*** Begin section ***

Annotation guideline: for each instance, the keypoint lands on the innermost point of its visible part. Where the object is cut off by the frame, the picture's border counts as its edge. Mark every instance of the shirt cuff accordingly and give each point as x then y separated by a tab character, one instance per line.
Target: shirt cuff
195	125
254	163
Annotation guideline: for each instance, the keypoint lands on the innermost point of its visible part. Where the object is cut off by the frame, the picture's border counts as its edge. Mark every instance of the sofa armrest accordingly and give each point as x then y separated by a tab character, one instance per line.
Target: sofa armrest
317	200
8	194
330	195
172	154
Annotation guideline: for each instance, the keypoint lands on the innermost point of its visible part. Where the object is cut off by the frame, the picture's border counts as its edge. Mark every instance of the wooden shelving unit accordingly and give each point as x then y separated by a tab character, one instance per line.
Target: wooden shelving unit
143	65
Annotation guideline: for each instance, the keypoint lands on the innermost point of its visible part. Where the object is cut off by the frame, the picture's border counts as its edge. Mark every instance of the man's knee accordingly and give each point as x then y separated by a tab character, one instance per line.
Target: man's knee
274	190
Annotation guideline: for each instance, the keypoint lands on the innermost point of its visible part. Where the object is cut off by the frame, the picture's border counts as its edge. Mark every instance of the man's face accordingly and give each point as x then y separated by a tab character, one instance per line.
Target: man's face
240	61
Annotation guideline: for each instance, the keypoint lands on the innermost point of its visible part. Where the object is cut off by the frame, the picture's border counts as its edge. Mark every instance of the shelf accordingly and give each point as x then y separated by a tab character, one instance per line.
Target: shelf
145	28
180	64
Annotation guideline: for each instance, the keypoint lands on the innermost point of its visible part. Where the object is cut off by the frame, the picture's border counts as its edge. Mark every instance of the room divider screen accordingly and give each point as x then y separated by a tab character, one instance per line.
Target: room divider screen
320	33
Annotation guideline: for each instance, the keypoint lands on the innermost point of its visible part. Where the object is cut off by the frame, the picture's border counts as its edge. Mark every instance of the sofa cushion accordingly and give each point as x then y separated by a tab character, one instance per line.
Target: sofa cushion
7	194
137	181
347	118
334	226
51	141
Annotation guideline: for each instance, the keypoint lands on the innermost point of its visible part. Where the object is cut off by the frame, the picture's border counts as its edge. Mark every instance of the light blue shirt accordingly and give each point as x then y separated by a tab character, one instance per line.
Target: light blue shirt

*** End section ***

#### [Problem to solve]
Would you reproduce the whole listing exactly as it stands?

#### [Result for this exercise]
Annotation guideline: for each instance, the keypoint lands on the innermost point of its visible part. Where the object is cut off by the frame, the picture's border counts as its edge. Mark every instance of the shirt cuff accordingly and give each point as x then y separated by a tab character, one instance per line.
Target: shirt cuff
195	125
254	163
Annotation guideline: for each instance, the keypoint lands on the innermost point of its visible part. Where the object is cut off by the frame, the picture's border counts as its edge. Mark every instance of the sofa armrest accordingly and give each point as x then y separated by a tab character, one instance per line.
Target: sofa armrest
317	200
8	194
330	195
172	154
Annotation guideline: for each instance, the keypoint lands on the innermost point of its visible part. Where the object is cut off by the frame, the picture's border counts as its edge. Mark every instance of the wooden shelving unit accordingly and give each point as x then y separated by a tab character, one instance per line.
Target: wooden shelving unit
143	65
Annotation guideline: for each instance, the keypoint lands on the innermost point of its visible part. Where the object is cut off by the frame, the picture's border counts as its edge. Mark every instance of the man's knee accordingly and give each point as x then y separated by a tab character, one instance per line.
Target: man's knee
274	190
Annotation guideline: for each instance, the keypoint lands on the innermost point of its visible part. Where the object is cut off by the frame, the picture's border counts as its edge. Mark every instance of the man's face accordingly and give each point as x then y separated by a tab character, one instance per line.
Target: man's face
240	61
Annotation guideline: for each instance, the keypoint lands on the innermost point of its visible part. Where the object is cut off by the frame, the picture's border counts as its edge. Mark every instance of the shelf accordingly and give each point as x then y separated by a tab character, one instance per line.
Target: shelf
145	28
180	64
Annotation guideline: for each instance, the keypoint lands on the innermost point of its visible part. Where the object is cut off by the frame, the picture's border counts as its edge. Mark every instance of the room divider screen accordingly and give each point as x then y separated by a tab character, one instance per line.
Target: room divider screen
320	33
Annotation guideline: for each instance, the keypoint lands on the innermost point of its visible part. Where the object is cut off by the frame, the picture's border counts as its edge. Mark every instance of the sofa cushion accordingly and give each point as x then y separated by a tab character, one instance per line.
Target: sofa cushion
7	194
137	181
347	118
334	226
51	141
Annotation guideline: for each instance, the keypoint lands on the innermost point of its visible part. Where the object is cut off by the frame, the picture's border counts as its edge. Mark every instance of the light blue shirt accordingly and give each point as x then y separated by a tab character, one instance per line.
Target: light blue shirt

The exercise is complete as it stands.